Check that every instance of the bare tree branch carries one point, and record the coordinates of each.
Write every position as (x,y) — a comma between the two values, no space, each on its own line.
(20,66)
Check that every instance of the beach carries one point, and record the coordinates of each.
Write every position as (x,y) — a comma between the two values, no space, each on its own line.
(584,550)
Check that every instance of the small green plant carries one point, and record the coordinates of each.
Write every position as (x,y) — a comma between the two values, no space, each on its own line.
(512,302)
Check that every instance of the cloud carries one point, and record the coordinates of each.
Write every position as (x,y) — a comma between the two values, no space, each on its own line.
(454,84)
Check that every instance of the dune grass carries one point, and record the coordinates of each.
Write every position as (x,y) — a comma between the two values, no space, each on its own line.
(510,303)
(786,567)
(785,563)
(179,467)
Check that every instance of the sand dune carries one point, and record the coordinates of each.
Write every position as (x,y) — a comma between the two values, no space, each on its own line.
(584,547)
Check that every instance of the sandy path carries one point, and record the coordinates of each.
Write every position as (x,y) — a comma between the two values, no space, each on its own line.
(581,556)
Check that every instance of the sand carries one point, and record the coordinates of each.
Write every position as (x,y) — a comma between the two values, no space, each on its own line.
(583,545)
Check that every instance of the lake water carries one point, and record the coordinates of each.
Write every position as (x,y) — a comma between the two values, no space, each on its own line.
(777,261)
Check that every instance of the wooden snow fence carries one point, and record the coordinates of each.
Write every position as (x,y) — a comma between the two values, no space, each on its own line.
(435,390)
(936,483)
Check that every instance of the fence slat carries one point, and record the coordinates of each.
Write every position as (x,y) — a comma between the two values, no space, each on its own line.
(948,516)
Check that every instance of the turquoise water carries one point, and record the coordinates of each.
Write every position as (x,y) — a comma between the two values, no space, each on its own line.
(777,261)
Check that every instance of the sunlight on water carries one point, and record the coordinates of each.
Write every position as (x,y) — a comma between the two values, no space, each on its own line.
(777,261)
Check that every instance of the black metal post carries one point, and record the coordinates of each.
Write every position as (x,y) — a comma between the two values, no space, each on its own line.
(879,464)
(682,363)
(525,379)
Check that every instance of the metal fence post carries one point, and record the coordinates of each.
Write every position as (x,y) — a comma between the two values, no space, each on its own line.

◇ ◇ ◇ ◇ ◇ ◇ ◇

▶ Instructions to follow
Copy out word for word the lines of the listing above, beginning with the line that contains "Check that every instance of the metal" and continuing through the end of the listing.

▶ Final result
Check that every instance of the metal fence post carries one point, and record the coordinates of each.
Write every position as (x,y) — a comma between the two values, no space, each on its own line.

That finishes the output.